▶ STATED EXERCISE A: Rewrite the part of the collection entries below that runs from their first line through the line containing "Query: shadow on grass", with both ends included, replacing "queried phrase" with "search phrase" and leaving everything else unchanged.

- - - - -

With the MISO complaint settled, FERC subsequently issued a notice of intent not to act on the PSC complaint (EL14-28).
Rehearing Denied
Finally, FERC denied a rehearing request from Occidental regarding its order waiving the requirement for Entergy to sign power purchase agreements with QFs that have capacities over 20 MW (QM14-3). (See FERC: Entergy not Required to Buy from Large QFs.)
Occidental argued that the commission ignored evidence showing that MISO’s integration plan would deny its Taft QF, located at its Hahnville, La., chemical plant, nondiscriminatory access to the RTO’s markets.
But FERC noted its decision upholding MISO’s plan. “Given this finding, Occidental’s argument in the instant case that it lacks nondiscriminatory access to the MISO markets based on the MISO QF integration plan is moot,” it said.
FERC last week affirmed its 2012 ruling requiring Entergy to make refunds to ratepayers because of an improper allocation of the sources of off-system energy sales between 2000 and 2009.
The commission denied in part and granted in part requests for rehearing by Entergy Services and the Louisiana Public Service Commission (EL09-61-003).

- - - - -

▶ STATED EXERCISE B: Retype the passage on the FERC rulings in full, changing nothing.

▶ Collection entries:
- - - - -

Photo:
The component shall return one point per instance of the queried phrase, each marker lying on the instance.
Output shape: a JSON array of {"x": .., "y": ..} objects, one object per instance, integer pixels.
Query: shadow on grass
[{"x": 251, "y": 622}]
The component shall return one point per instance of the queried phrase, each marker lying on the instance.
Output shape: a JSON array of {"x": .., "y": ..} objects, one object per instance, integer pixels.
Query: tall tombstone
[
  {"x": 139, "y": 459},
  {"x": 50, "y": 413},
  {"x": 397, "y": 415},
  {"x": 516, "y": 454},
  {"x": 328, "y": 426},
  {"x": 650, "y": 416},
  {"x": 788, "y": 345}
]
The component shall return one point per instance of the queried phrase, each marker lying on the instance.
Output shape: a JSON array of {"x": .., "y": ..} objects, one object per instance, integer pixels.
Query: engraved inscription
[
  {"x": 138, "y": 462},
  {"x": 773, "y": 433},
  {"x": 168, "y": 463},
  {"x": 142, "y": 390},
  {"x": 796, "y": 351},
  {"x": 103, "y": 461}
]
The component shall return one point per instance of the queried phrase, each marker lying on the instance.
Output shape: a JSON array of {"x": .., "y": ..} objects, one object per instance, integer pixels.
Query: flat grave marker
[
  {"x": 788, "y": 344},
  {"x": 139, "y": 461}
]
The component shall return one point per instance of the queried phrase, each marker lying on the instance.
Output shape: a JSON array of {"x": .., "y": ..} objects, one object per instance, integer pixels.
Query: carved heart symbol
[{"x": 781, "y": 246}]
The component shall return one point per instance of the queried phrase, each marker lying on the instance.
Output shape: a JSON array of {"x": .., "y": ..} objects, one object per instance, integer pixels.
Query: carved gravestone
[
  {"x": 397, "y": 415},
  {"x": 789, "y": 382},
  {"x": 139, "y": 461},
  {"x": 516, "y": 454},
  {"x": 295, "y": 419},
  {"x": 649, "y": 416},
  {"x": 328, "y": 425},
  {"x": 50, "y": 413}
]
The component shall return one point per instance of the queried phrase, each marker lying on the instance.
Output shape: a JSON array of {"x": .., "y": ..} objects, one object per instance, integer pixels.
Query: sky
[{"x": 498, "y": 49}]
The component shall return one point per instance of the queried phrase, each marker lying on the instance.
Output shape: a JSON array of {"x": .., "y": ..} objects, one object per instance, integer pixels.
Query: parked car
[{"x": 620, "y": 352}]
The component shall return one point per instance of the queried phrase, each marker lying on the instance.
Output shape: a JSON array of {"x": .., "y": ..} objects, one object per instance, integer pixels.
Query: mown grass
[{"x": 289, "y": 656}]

- - - - -

▶ TASK OUTPUT A:
Photo:
The component shall return one point per instance of the search phrase, each marker lying on the instance.
Output shape: a JSON array of {"x": .., "y": ..} objects, one object per instance, integer pixels.
Query: shadow on grass

▶ TASK OUTPUT B:
With the MISO complaint settled, FERC subsequently issued a notice of intent not to act on the PSC complaint (EL14-28).
Rehearing Denied
Finally, FERC denied a rehearing request from Occidental regarding its order waiving the requirement for Entergy to sign power purchase agreements with QFs that have capacities over 20 MW (QM14-3). (See FERC: Entergy not Required to Buy from Large QFs.)
Occidental argued that the commission ignored evidence showing that MISO’s integration plan would deny its Taft QF, located at its Hahnville, La., chemical plant, nondiscriminatory access to the RTO’s markets.
But FERC noted its decision upholding MISO’s plan. “Given this finding, Occidental’s argument in the instant case that it lacks nondiscriminatory access to the MISO markets based on the MISO QF integration plan is moot,” it said.
FERC last week affirmed its 2012 ruling requiring Entergy to make refunds to ratepayers because of an improper allocation of the sources of off-system energy sales between 2000 and 2009.
The commission denied in part and granted in part requests for rehearing by Entergy Services and the Louisiana Public Service Commission (EL09-61-003).